Inceste et relations d'emprise
Inceste et relation d’emprise
La grande majorité des incestes Père Fille se passent sans violence « objective
» de type agression, et même si le premier acte sexuel incestueux peut être
défini comme un viol, il a souvent lieu pour la victime dans une sorte d’état
second de conscience rétrécie.
Quand l’inceste se prolonge pendant plusieurs années, et c’est souvent le cas,
la victime est prise au piège d’une toile d’araignée relationnelle qui grignote
peu à peu sa résistance et ses possibilités d’opposition : ceci ne revient pas
à un consentement.
Il s’agit plutôt d’une relation dans laquelle l’un, le père incestueux,
escroque le corps de sa fille et dans laquelle l’autre, la victime, se « fait
prendre » sans pouvoir imaginer alternative, ni opposition.
L’emprise est cette relation complémentaire dans sa forme la plus extrême où le
père emploie manœuvres et stratégies pour éviter d’avoir à employer la
violence.
Beaucoup de jeunes femmes qui ont vécu l’inceste se torturent avec l’idée
qu’elles n’ont pas su dire « non ».
Nous avons su développer ces dernières années tout un courant d’idées autour de
la prévention des abus sexuels intrafamiliaux. Il faut, nous dit-on, apprendre
aux enfants à dire « non ». Comment un enfant peut-il dire « non » à son père ?
N’est-ce pas plutôt le père qui est censé dire « non » ?
Difficile de prescrire une partie du problème pour résoudre le problème.
Difficile de prescrire la résistance, l’opposition aux enfants quand on devrait
la prescrire aux pères.
La relation d’emprise est donc une relation dans laquelle ni l’enfant ni le
père ne peuvent dire « non ». Pourquoi cette impossibilité pour le père ? Pour
l’enfant ?
Le seul modèle que nous ayons trouvé d’une telle relation, nous l’avons trouvé
dans les pratiques de sorcellerie. L’emprise et ses techniques y sont décrites
avec une grande précision.
Les petites filles, les enfants victimes d’inceste sont-ils envoûtés,
ensorcelés ? Par qui ? Qui est le sorcier ? Pourquoi le père se fait-il sorcier
? Quelles sont ses techniques d’envoûtement ?

## EXERCICE ÉCRIT 1
Disposez en liste numérotée les lignes des entrées en commençant à la ligne qui contient « the globe in » et en terminant à la fin des entrées, bornes incluses, sans les lignes vides.
Le texte et les entrées n'ont aucun rapport entre eux.

## EXTRAIT DE DONNÉES
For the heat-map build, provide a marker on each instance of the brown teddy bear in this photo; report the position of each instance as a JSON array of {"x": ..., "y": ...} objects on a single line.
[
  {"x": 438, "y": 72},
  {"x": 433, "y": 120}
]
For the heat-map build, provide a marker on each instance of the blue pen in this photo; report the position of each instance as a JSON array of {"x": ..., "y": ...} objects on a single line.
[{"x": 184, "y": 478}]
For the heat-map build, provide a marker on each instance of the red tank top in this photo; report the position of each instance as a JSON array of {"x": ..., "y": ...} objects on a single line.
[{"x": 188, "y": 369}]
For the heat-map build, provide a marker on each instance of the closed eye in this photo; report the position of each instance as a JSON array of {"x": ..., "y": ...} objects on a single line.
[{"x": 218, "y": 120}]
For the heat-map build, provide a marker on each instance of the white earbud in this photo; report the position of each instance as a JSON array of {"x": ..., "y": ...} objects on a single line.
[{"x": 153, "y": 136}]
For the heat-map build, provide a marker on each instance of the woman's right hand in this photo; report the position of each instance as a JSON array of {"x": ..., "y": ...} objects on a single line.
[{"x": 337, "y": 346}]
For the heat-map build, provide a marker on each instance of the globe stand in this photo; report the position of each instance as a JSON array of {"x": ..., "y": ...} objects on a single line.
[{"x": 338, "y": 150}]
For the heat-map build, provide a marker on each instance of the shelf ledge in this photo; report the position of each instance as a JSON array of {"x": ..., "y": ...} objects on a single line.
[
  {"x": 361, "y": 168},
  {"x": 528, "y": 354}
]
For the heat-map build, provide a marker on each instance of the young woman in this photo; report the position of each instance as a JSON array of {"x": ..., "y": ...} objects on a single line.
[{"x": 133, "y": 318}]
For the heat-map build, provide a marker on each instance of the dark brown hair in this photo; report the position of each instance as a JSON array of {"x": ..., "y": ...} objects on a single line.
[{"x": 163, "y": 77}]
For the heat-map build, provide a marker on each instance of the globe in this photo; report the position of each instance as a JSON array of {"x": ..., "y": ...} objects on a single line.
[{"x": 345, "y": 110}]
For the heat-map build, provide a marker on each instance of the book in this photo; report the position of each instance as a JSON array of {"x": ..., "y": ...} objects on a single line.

## EXERCICE ÉCRIT 2
Pour chacune des affirmations suivantes, dites si elle concorde avec le texte sur l'inceste et l'emprise, en répondant par oui ou non et en citant les mots décisifs du texte.
(a) La plupart des incestes père-fille se déroulent sans violence « objective ».
(b) Lorsque l'inceste dure plusieurs années, cela revient à un consentement de la victime.
(c) Le modèle d'une telle relation a été trouvé dans les pratiques de sorcellerie.

## CORRIGÉ ÉCRIT 1
1. For the heat-map build, provide a marker on each instance of the globe in this photo; report the position of each instance as a JSON array of {"x": ..., "y": ...} objects on a single line.
2. [{"x": 345, "y": 110}]
3. For the heat-map build, provide a marker on each instance of the book in this photo; report the position of each instance as a JSON array of {"x": ..., "y": ...} objects on a single line.

## CORRIGÉ ÉCRIT 2
(a) Oui : « La grande majorité des incestes Père Fille se passent sans violence « objective » de type agression ».
(b) Non : « ceci ne revient pas à un consentement ».
(c) Oui : « nous l’avons trouvé dans les pratiques de sorcellerie ».